Exercise input:
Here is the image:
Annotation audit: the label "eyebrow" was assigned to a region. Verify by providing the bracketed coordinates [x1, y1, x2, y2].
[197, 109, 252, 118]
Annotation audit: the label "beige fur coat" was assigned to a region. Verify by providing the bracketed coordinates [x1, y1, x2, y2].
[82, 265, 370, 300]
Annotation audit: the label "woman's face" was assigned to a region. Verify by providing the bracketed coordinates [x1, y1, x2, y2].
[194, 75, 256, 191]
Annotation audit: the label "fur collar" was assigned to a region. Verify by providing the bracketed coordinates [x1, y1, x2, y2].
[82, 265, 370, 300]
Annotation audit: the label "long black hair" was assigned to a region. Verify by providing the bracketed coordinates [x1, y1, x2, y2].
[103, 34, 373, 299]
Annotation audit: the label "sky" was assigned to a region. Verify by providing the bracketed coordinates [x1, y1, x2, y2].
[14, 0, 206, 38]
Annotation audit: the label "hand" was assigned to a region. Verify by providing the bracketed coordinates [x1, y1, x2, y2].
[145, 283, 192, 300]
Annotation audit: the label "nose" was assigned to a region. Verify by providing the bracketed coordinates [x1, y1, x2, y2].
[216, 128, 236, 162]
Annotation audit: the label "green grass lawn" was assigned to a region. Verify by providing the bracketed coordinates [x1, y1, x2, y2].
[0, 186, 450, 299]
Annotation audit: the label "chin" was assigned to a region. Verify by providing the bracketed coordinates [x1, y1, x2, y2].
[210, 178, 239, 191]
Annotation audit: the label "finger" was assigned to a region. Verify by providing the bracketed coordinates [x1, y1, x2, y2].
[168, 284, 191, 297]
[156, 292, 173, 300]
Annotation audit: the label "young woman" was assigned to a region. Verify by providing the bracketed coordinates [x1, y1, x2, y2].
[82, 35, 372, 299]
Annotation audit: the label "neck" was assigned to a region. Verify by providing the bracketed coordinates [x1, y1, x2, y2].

Exercise: Rewrite all the data above with every "Annotation audit" swapped for "Label check", leaving everything else as it is.

Worked solution:
Here is the image:
Label check: the label "eyebrow" was assigned to a region. Verify by providing the bracketed coordinates [x1, y1, x2, y2].
[197, 109, 252, 118]
Label check: the label "beige fur coat" was assigned to a region. Verify by providing the bracketed coordinates [x1, y1, x2, y2].
[82, 265, 370, 300]
Label check: the label "woman's face" was assigned to a region. Verify by providing the bracketed coordinates [x1, y1, x2, y2].
[194, 75, 256, 191]
Label check: the label "fur collar" was assigned to a region. Verify by providing the bracketed coordinates [x1, y1, x2, y2].
[82, 265, 370, 300]
Label check: the label "long black hair" was assigned to a region. Verify by providing the bracketed coordinates [x1, y1, x2, y2].
[103, 34, 373, 299]
Label check: the label "sky" was assigned to a region. Verify by providing the bracketed coordinates [x1, y1, x2, y2].
[14, 0, 206, 38]
Label check: the label "hand" was assigned to a region. Verify by providing the bracketed coordinates [x1, y1, x2, y2].
[145, 283, 192, 300]
Label check: the label "nose" was assigned to a region. Verify by providing the bracketed coordinates [x1, y1, x2, y2].
[216, 128, 236, 162]
Label check: the label "green grass lawn" was assigned to a region. Verify by providing the bracketed coordinates [x1, y1, x2, y2].
[0, 186, 450, 299]
Label check: the label "chin" was assigned to a region. Verify by providing the bracketed coordinates [x1, y1, x2, y2].
[210, 178, 239, 191]
Label check: the label "finger" was assigned to a region. Verify by providing the bracketed coordinates [x1, y1, x2, y2].
[168, 284, 191, 297]
[156, 292, 173, 300]
Label check: the label "young woman" was assigned to a region. Verify by providing the bracketed coordinates [x1, y1, x2, y2].
[82, 35, 372, 299]
Label check: the label "neck" was assigned to a region. Verify by providing the bracketed coordinates [x1, y1, x2, y2].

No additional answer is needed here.